● **INPUT RECORDS**
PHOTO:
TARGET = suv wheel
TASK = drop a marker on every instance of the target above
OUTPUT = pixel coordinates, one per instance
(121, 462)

● **PROBLEM DETAILS**
Copy out all of the material above word for word, without changing a thing.

● **FINISHED TASK**
PHOTO:
TARGET = suv wheel
TASK = drop a marker on every instance of the target above
OUTPUT = pixel coordinates, one per instance
(121, 462)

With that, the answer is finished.